━━━ SUPPLIED TEXT ━━━
I thought you were remarking on the double meaning of Pro Bowler. But do you know what the ‘showvase’ is? The only Pro Bowl game I know about is the one that’s on when there’s no real football games. I never noticed the vase. And they’re not called sticks. They’re called stupid pins when they’re standing up after you throw the ball.
Yes, except I am the one who goes mad with all the questions. I give him simple tasks, like opening cans. There is no measurement involved ![]()
That’s awesome, and a skill I wish I had.
I answered ‘confident’, though I have done work in restaurants ranging from breads to salads to desserts to prep to banquet to sports-pub food grilling/cooking. I am confident that I can do anything with a recipe, and confident enough to ignore recipes entirely and wing it, if I want to tweak it my own way.
However…I’m probably better in a professional kitchen than at home. See the ‘winging it’ part. 
My sweetie enjoys cooking, but always follows recipes exactly, so I count him as being technically the better cook, as whatever he tries his hand at comes out awesomely. Luckily, he’ll listen to advice from me on most cooking matters; occasionally he’ll insist on following directions that I don’t think are quite right, such as cooking chicken wings at 325 because ‘that’s what the recipe says’. Umm…nope. But he learns
I’m not sure I learn so much anymore as ‘innovate’. Unfortunately my slap-dash approach pretty much ensures that when something comes out GREAT, I can’t remember exactly how I did it… 
Fairly capable. I can follow a recipe and have enough basic kitchen knowledge to avoid hurting myself, starting fires, ruining utensils, or causing food poisoning. I thought these were things everyone knew until I lived with someone who didn’t know about oven mitts and who thought it was OK to thaw chicken in a Ziploc bag, pour out the bloody juice, and reuse the bag without even rinsing it. I’m surprised he’s still alive.
━━━ RECORDS SUPPLIED ━━━
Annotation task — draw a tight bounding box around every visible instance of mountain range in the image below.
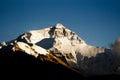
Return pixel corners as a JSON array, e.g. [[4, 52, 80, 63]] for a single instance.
[[0, 23, 120, 80]]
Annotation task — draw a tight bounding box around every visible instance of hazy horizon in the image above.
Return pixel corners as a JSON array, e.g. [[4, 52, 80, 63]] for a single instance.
[[0, 0, 120, 48]]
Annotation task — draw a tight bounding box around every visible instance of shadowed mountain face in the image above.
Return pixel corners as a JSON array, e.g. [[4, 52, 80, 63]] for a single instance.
[[0, 23, 120, 80], [0, 46, 120, 80]]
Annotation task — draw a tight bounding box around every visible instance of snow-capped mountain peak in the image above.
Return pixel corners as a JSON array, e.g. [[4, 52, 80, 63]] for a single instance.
[[0, 23, 120, 75]]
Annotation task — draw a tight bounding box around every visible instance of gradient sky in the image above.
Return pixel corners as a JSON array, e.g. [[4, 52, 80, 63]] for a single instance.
[[0, 0, 120, 47]]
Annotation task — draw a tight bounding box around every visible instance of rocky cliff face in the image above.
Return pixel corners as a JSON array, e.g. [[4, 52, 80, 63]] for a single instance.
[[0, 23, 120, 76]]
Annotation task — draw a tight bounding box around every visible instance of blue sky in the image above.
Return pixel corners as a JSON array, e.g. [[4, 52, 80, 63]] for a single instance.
[[0, 0, 120, 47]]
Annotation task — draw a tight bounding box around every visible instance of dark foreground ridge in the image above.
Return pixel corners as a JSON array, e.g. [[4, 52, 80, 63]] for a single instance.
[[0, 49, 120, 80]]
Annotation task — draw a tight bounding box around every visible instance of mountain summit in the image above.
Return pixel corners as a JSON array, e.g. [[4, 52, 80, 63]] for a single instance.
[[0, 23, 120, 76]]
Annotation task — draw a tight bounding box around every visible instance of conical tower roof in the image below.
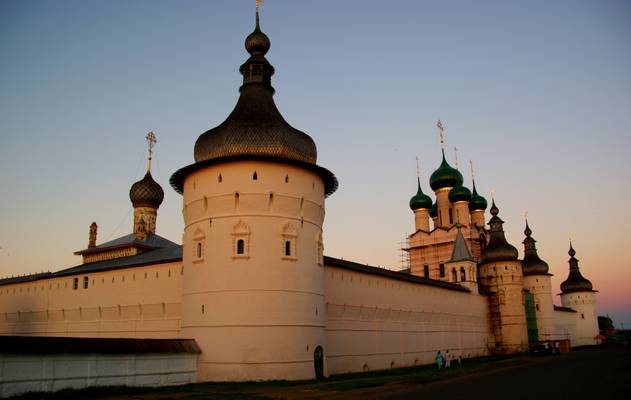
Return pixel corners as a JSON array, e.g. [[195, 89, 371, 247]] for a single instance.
[[480, 200, 518, 264], [561, 243, 594, 293], [449, 228, 473, 262], [171, 11, 337, 195], [521, 221, 550, 276]]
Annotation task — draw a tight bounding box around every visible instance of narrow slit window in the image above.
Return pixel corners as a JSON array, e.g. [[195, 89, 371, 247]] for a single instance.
[[195, 242, 202, 258]]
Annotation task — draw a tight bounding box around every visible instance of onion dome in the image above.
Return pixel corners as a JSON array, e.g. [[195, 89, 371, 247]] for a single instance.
[[429, 203, 438, 218], [245, 13, 271, 56], [170, 12, 338, 196], [480, 201, 518, 264], [521, 221, 549, 276], [429, 150, 464, 191], [129, 171, 164, 208], [561, 243, 593, 293], [195, 14, 317, 164], [410, 178, 432, 211], [449, 185, 471, 203], [469, 181, 488, 211]]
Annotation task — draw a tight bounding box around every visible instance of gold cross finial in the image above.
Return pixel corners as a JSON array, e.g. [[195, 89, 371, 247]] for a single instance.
[[416, 156, 421, 178], [436, 119, 445, 149], [145, 131, 158, 172], [454, 146, 458, 169]]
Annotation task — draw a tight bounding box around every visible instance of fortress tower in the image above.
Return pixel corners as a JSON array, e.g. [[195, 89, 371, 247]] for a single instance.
[[479, 201, 528, 354], [171, 10, 337, 381], [561, 243, 598, 346], [522, 221, 556, 340]]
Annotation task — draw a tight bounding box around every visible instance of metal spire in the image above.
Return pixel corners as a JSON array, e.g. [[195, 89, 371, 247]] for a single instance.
[[436, 119, 445, 151], [454, 146, 459, 169], [145, 131, 158, 172]]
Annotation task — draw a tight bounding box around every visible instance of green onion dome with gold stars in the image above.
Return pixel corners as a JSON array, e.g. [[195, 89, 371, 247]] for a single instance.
[[429, 150, 464, 191], [410, 178, 432, 211]]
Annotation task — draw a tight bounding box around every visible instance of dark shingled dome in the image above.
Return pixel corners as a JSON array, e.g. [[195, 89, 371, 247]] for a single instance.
[[129, 171, 164, 208], [480, 201, 518, 264], [561, 244, 593, 293], [170, 13, 338, 196], [410, 178, 432, 211], [195, 14, 317, 164], [521, 221, 549, 276]]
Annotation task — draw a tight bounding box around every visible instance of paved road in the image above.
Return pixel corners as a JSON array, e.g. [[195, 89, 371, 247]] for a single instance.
[[373, 347, 631, 400]]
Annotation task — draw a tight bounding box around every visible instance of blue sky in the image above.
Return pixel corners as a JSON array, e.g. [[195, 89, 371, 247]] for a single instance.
[[0, 0, 631, 325]]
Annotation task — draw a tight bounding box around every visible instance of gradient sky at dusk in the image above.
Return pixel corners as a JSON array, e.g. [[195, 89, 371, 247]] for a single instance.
[[0, 0, 631, 327]]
━━━
EXERCISE OBJECTIVE> Using the cooking comments, please explain in one to three sentences why the commenter counts the "sweetie" as technically the better cook.

TASK SOLUTION> He always follows recipes exactly, so whatever he tries his hand at comes out awesomely. That is why the commenter counts him as technically the better cook.